■ **TASK MATERIAL**:
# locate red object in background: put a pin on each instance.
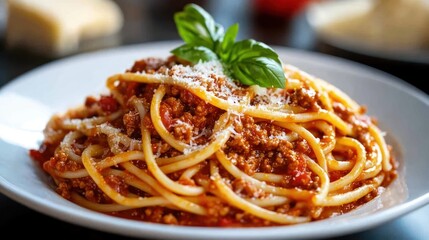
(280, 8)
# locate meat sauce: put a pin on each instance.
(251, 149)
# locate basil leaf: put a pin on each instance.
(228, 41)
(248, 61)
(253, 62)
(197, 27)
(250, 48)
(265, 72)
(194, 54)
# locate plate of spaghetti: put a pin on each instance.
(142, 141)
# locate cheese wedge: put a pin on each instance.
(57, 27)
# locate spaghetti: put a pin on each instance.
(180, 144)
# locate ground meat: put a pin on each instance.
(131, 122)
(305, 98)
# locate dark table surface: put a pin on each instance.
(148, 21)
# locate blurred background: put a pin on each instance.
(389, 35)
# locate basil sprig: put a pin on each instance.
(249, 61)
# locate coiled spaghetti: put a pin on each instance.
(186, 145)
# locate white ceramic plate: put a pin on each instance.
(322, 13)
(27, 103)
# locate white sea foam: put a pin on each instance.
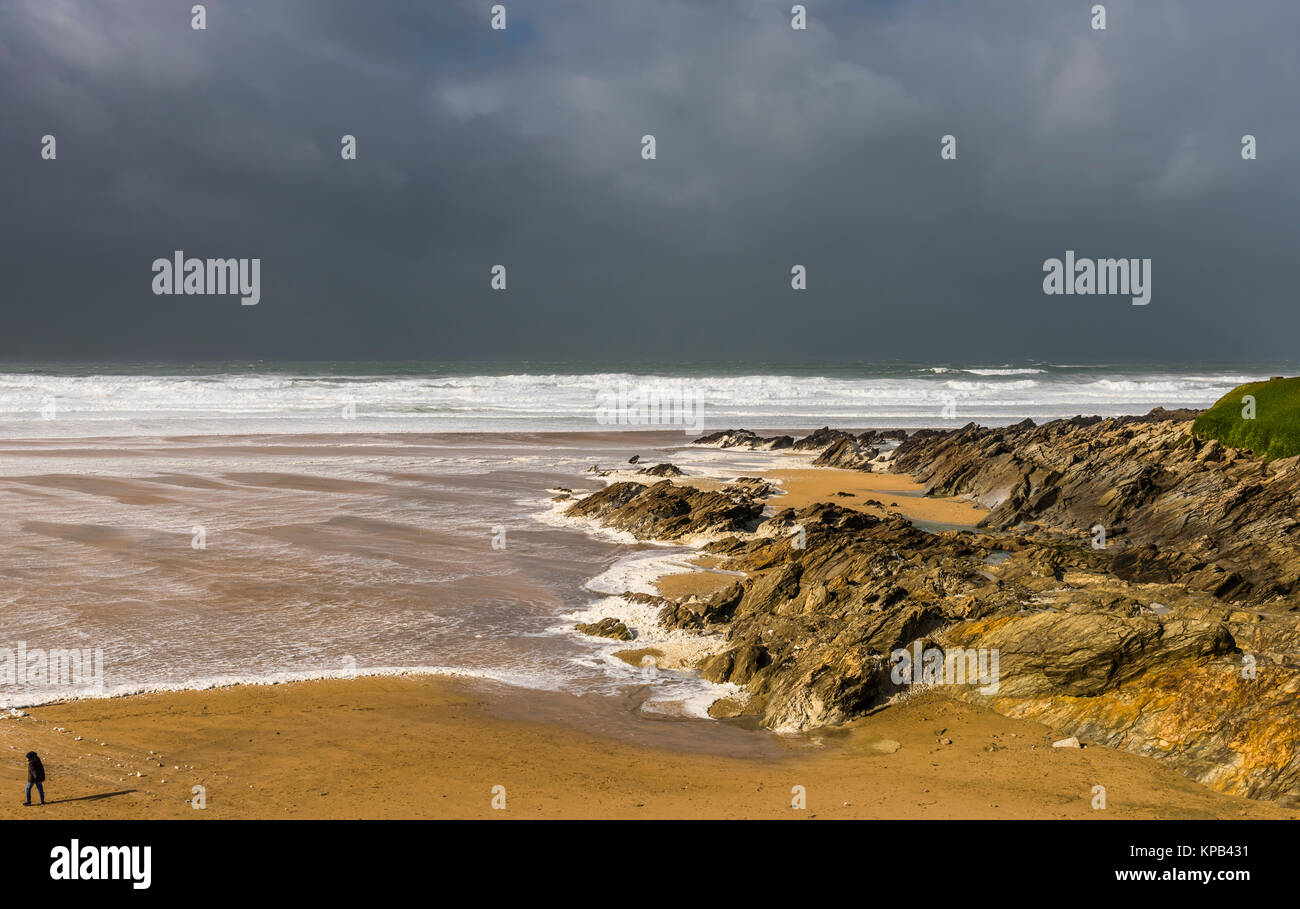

■ **TASK STATEMENT**:
Put all of the lines above into a numbered list, omitting blank lines and leaving out the pictures.

■ **WRITTEN RESPONSE**:
1. # locate red object in background: put a pin on each instance.
2. (280, 8)
3. # locate meat sauce: put a pin on each instance.
4. (251, 149)
5. # locate basil leaf: put a pin on each instance.
6. (228, 41)
7. (248, 61)
8. (253, 62)
9. (197, 27)
10. (250, 48)
11. (265, 72)
12. (194, 54)
13. # locate plate of spaghetti: put a pin on each instance.
14. (142, 141)
15. # locate cheese wedge: put a pin on each instance.
16. (57, 27)
17. # locate spaghetti: put a pin on each instance.
18. (180, 144)
19. # locate ground meat: put a pin on each instance.
20. (131, 122)
21. (305, 98)
22. # locate dark table surface: put a pin on each instance.
23. (148, 21)
24. # locate blurred background: put a pin on each instance.
25. (389, 35)
26. # locate basil sprig: put a pin on each instance.
27. (249, 61)
28. # locate coiled spaghetti: put a pin on each instance.
29. (186, 145)
30. # locate white ceramic plate: put a pin on each instance.
31. (322, 13)
32. (27, 103)
33. # locate white sea foam: put a pin on each instance.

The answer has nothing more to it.